──────── Provided data ────────

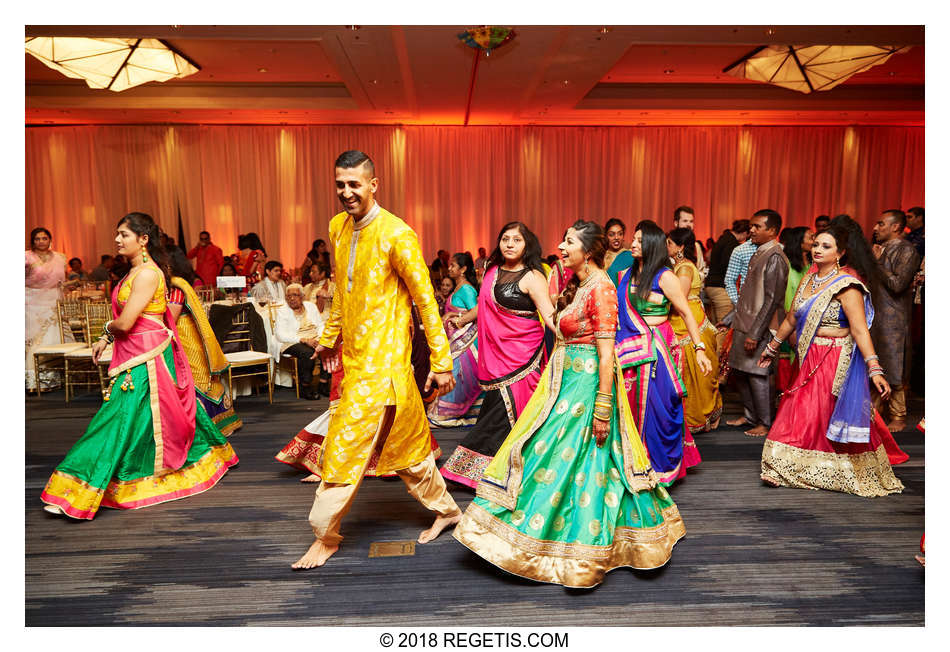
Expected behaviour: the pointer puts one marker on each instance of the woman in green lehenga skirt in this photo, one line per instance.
(148, 443)
(571, 495)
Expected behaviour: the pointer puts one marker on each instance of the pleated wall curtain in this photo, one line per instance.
(456, 185)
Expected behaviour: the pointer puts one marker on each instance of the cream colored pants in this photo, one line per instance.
(423, 480)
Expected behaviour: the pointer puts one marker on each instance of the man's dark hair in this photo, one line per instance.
(353, 158)
(683, 209)
(897, 217)
(740, 226)
(773, 220)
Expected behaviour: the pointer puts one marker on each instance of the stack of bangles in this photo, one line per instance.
(772, 351)
(602, 406)
(874, 366)
(106, 335)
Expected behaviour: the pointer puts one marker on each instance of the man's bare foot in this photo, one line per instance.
(896, 425)
(440, 523)
(758, 431)
(317, 555)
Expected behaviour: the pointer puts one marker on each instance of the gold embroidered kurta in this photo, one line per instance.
(381, 272)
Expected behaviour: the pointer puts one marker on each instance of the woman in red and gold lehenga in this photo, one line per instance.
(826, 434)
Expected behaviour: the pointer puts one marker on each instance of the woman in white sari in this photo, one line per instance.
(45, 271)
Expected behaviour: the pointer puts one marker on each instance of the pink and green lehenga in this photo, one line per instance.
(148, 443)
(510, 357)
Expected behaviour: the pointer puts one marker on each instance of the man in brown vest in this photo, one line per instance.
(757, 316)
(898, 262)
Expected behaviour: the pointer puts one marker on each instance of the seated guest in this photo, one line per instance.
(120, 267)
(101, 272)
(298, 327)
(76, 272)
(271, 289)
(320, 289)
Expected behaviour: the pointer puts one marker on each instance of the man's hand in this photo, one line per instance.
(444, 381)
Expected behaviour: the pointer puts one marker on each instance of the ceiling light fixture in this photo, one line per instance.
(111, 63)
(808, 68)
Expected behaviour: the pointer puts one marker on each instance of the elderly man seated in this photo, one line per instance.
(298, 327)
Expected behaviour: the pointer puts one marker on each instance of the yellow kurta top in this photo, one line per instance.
(371, 313)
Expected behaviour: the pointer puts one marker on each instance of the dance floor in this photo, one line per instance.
(753, 555)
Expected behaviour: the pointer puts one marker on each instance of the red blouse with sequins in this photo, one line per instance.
(593, 312)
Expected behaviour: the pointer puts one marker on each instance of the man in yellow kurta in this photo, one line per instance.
(380, 273)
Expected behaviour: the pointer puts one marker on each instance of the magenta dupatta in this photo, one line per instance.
(510, 345)
(173, 404)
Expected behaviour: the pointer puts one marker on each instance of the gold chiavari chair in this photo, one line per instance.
(245, 358)
(79, 369)
(53, 356)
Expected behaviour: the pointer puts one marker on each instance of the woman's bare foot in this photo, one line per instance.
(438, 525)
(317, 555)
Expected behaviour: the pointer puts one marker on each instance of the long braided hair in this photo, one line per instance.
(594, 243)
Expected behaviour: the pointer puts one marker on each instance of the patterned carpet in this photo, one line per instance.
(753, 555)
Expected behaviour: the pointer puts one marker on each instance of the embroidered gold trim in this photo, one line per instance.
(143, 357)
(672, 527)
(864, 474)
(159, 465)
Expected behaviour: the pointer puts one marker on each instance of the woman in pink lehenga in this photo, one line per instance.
(510, 350)
(460, 407)
(45, 271)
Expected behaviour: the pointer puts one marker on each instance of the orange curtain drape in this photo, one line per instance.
(456, 185)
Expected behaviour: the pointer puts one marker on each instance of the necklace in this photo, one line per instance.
(818, 280)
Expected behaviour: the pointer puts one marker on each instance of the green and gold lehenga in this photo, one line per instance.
(149, 442)
(553, 506)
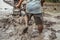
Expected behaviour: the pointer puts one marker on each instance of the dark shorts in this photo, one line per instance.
(38, 18)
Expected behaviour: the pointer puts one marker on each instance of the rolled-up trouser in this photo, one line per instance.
(38, 18)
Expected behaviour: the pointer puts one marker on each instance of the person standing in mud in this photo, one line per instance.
(34, 8)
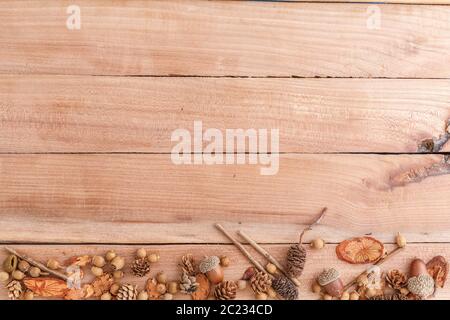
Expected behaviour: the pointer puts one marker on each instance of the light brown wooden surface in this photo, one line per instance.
(116, 114)
(146, 198)
(171, 255)
(216, 38)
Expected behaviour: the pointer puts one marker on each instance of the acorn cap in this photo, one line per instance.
(209, 263)
(422, 285)
(328, 276)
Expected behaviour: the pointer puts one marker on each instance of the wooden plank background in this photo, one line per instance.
(86, 117)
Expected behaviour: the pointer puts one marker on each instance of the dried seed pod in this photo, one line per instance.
(211, 267)
(330, 280)
(10, 263)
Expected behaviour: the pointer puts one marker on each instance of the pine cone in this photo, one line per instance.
(127, 292)
(260, 282)
(226, 290)
(296, 258)
(15, 290)
(188, 284)
(396, 279)
(188, 264)
(140, 267)
(285, 288)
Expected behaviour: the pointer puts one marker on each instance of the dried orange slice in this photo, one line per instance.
(360, 250)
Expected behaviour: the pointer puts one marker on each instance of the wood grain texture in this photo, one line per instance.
(171, 255)
(216, 38)
(146, 198)
(117, 114)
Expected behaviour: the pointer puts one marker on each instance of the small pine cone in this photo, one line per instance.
(296, 258)
(260, 282)
(396, 279)
(140, 267)
(188, 284)
(15, 290)
(188, 265)
(225, 290)
(127, 292)
(285, 288)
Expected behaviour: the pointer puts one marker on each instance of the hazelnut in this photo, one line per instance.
(141, 253)
(106, 296)
(153, 258)
(161, 288)
(167, 296)
(18, 275)
(110, 255)
(211, 267)
(98, 261)
(114, 288)
(96, 271)
(118, 263)
(271, 268)
(161, 277)
(23, 266)
(28, 295)
(34, 272)
(330, 280)
(172, 287)
(261, 296)
(143, 295)
(345, 296)
(53, 264)
(242, 284)
(317, 243)
(401, 240)
(224, 261)
(354, 296)
(316, 288)
(4, 276)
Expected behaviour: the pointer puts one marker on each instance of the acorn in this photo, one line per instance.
(23, 266)
(110, 255)
(211, 267)
(10, 263)
(420, 282)
(35, 272)
(141, 253)
(98, 261)
(118, 263)
(330, 280)
(4, 276)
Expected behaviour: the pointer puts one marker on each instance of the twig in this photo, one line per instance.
(37, 264)
(379, 262)
(241, 247)
(308, 228)
(267, 255)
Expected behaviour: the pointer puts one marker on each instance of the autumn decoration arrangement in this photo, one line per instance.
(25, 278)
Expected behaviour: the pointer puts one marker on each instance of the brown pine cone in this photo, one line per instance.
(285, 288)
(226, 290)
(140, 267)
(296, 258)
(15, 290)
(396, 279)
(127, 292)
(260, 282)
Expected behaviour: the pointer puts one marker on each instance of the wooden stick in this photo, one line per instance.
(267, 255)
(37, 264)
(242, 249)
(379, 262)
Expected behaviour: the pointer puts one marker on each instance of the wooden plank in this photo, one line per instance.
(170, 256)
(146, 198)
(116, 114)
(216, 38)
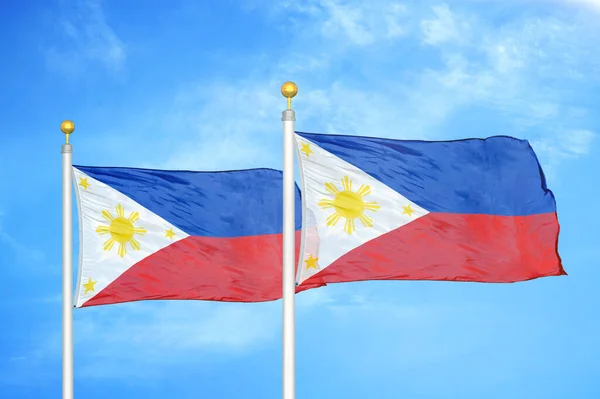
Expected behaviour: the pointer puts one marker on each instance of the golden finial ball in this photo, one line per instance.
(67, 127)
(289, 89)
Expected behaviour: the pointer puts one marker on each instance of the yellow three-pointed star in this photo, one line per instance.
(408, 210)
(311, 262)
(169, 233)
(306, 149)
(84, 183)
(89, 286)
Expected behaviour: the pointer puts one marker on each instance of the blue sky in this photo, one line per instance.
(195, 85)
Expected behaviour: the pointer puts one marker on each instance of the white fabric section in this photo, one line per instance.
(329, 243)
(103, 266)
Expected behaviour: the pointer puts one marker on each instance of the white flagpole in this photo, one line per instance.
(67, 127)
(289, 90)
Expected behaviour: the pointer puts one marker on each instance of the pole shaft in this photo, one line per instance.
(67, 385)
(289, 255)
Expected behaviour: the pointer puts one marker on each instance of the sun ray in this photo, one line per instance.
(372, 206)
(364, 190)
(332, 188)
(333, 219)
(349, 205)
(102, 229)
(349, 226)
(122, 230)
(367, 221)
(325, 203)
(122, 249)
(134, 216)
(135, 244)
(108, 216)
(108, 244)
(347, 183)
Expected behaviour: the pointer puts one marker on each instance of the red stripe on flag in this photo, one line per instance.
(454, 247)
(242, 269)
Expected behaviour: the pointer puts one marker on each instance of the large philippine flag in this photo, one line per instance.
(156, 234)
(467, 210)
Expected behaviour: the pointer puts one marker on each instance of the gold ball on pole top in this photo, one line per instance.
(67, 127)
(289, 90)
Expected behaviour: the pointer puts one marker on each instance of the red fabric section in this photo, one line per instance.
(454, 247)
(243, 269)
(438, 246)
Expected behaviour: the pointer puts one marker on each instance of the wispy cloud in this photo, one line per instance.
(87, 39)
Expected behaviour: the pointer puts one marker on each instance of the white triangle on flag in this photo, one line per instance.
(335, 189)
(100, 226)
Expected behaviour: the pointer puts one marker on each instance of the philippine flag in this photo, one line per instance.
(467, 210)
(156, 234)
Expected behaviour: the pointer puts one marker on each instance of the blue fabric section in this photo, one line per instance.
(214, 204)
(496, 176)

────────

* _Task requirements_
What must be transcribed is the run of lines from the one containing "the white triangle" to the last line of the data above, inclusive, and only that.

* _Answer space_
Expected behaviour: the pointer puts one marker on each instance of the white triangle on flag in this photo, one line per instance.
(335, 189)
(100, 226)
Expected behaviour: the pointer puts one marker on each instance of the philippine flag in this photo, one line per instance.
(467, 210)
(156, 234)
Expected behaviour: the pointer puts one marker on each instance of the blue fabric section in this photo, one line per instance.
(214, 204)
(496, 176)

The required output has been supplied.